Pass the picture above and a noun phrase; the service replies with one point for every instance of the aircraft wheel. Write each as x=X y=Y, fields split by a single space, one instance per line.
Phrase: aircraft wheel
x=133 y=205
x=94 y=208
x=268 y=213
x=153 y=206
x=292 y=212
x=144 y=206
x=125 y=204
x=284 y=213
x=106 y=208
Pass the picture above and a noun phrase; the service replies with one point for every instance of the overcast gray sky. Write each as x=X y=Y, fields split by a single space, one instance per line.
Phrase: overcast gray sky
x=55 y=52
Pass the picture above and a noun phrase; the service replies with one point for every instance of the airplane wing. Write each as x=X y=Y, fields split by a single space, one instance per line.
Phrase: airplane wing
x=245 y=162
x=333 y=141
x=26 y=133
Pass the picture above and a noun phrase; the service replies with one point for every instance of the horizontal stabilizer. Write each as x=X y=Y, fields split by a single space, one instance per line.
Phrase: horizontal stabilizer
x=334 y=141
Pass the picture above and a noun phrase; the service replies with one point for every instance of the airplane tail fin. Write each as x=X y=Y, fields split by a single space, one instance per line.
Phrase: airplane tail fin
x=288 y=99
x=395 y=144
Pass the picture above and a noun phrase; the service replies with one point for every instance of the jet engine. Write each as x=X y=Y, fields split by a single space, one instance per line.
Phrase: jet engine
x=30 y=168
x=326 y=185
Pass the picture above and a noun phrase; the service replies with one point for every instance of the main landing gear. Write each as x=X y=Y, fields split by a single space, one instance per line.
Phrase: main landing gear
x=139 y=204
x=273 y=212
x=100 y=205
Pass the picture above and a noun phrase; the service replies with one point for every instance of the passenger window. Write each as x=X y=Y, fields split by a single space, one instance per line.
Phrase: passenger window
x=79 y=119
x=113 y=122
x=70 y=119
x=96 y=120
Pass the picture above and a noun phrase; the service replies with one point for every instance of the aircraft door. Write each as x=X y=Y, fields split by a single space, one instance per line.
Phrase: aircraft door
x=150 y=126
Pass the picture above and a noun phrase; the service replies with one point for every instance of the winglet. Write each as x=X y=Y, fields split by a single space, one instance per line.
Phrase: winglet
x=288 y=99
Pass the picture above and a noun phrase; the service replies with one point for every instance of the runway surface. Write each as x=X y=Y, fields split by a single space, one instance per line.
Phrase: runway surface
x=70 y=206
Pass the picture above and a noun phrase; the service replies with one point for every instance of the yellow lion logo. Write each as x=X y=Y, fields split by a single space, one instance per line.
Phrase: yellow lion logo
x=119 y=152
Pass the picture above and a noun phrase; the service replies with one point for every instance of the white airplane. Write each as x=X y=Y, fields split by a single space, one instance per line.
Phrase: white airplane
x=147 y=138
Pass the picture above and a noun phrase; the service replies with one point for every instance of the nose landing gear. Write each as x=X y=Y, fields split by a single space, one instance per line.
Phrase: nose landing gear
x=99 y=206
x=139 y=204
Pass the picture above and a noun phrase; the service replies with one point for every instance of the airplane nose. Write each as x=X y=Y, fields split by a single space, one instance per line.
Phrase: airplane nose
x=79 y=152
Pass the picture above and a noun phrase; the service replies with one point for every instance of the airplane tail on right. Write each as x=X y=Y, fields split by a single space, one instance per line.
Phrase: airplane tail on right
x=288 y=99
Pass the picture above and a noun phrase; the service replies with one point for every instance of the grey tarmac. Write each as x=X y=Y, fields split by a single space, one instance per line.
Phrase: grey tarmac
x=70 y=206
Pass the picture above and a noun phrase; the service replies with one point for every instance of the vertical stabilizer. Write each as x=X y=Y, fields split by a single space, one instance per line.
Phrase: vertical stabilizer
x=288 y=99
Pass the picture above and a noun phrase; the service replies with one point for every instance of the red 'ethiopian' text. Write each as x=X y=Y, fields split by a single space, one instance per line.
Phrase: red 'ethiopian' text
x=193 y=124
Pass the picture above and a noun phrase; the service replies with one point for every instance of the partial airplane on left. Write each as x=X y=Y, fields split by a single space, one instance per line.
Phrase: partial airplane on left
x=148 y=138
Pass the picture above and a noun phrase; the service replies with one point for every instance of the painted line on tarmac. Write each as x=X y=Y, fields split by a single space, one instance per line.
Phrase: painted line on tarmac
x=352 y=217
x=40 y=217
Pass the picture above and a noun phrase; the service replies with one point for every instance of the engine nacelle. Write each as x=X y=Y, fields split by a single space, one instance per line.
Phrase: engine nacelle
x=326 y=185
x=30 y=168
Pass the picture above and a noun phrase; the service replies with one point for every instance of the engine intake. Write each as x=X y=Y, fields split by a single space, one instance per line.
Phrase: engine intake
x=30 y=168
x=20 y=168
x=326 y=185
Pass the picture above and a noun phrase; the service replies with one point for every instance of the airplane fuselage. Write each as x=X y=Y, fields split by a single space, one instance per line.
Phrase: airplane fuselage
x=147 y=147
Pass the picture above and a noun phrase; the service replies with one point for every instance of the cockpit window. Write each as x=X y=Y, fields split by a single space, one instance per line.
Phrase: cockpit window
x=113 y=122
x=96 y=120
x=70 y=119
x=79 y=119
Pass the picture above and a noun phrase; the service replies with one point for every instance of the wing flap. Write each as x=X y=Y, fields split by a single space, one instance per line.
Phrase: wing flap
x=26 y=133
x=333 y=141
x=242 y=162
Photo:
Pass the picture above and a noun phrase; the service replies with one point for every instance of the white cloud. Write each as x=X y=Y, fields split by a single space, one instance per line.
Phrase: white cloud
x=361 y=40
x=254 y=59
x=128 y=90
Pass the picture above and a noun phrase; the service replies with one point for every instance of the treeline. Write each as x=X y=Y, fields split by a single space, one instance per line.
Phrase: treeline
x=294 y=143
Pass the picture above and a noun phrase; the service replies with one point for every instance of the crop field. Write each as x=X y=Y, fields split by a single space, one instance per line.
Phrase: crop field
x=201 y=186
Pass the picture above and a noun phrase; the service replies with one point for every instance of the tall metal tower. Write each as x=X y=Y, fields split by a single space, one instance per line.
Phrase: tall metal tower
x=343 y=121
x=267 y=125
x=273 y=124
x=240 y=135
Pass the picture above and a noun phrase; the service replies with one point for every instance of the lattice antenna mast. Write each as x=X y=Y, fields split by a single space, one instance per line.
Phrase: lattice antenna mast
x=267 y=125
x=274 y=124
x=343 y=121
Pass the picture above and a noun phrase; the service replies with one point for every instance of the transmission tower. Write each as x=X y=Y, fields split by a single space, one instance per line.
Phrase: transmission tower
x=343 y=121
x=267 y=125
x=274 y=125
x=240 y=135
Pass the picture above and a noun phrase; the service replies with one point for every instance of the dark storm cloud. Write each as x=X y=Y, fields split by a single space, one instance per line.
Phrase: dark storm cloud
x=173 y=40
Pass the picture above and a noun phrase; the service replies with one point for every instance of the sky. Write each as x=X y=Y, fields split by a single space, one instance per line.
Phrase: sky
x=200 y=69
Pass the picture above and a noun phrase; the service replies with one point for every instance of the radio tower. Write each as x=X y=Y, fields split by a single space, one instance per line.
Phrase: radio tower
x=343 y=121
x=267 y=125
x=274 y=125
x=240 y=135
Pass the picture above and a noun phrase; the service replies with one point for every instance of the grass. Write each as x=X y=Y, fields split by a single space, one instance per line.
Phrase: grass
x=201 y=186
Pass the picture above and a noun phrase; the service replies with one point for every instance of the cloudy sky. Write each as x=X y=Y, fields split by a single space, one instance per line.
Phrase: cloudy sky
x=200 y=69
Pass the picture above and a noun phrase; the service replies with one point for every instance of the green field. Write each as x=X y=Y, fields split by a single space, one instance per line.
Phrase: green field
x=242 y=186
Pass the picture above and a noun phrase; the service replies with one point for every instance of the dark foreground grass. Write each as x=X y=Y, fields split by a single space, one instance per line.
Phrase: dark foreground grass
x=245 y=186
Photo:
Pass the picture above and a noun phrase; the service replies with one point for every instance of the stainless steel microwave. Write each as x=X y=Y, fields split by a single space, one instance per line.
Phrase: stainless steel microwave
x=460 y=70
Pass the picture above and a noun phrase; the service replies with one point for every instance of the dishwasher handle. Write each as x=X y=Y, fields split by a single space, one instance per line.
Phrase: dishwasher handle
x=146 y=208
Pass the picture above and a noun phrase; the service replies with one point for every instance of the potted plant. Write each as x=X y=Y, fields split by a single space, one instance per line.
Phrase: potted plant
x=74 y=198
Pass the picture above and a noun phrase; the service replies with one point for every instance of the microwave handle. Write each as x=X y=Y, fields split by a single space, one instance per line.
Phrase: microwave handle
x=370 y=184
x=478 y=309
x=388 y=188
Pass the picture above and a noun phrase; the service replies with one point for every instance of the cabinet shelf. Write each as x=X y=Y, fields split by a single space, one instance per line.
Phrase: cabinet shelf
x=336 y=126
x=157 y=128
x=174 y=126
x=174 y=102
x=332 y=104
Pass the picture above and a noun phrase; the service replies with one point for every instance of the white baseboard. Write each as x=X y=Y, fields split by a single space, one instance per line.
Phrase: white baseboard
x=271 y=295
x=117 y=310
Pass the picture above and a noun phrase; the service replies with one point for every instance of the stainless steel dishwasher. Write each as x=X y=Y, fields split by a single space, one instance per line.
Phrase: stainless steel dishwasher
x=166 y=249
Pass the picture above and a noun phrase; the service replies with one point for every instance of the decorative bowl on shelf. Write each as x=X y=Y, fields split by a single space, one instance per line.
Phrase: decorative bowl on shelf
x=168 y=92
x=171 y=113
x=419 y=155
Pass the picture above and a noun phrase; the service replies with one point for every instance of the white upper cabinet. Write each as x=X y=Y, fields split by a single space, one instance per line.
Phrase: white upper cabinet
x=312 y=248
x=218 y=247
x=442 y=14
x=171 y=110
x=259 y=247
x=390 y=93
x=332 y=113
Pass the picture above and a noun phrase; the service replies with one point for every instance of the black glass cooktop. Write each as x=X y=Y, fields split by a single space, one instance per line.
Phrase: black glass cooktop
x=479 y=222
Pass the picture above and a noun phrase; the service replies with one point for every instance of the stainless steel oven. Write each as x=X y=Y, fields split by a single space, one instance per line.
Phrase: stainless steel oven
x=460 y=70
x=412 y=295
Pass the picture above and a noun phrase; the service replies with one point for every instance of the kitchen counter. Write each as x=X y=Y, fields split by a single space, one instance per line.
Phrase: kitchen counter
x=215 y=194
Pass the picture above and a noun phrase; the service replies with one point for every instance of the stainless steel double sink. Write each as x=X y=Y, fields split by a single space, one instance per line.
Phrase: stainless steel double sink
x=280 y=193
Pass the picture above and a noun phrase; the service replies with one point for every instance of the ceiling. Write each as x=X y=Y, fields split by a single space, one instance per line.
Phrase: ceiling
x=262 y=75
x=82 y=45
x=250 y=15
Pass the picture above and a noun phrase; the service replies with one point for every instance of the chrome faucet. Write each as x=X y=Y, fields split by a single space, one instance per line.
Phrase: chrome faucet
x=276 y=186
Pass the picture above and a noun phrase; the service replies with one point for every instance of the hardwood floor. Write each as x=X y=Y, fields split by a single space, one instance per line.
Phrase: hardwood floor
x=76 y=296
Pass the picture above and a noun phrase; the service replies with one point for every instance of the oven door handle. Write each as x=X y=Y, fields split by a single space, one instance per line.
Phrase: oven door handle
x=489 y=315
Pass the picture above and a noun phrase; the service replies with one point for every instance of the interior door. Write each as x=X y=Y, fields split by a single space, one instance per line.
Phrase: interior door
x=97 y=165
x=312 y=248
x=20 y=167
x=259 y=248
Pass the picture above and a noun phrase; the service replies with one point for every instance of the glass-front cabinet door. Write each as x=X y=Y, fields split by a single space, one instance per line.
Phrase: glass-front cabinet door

> _PROBLEM DESCRIPTION_
How many lines in the entries above include the string "front"? Give only the number.

> _REPLY_
2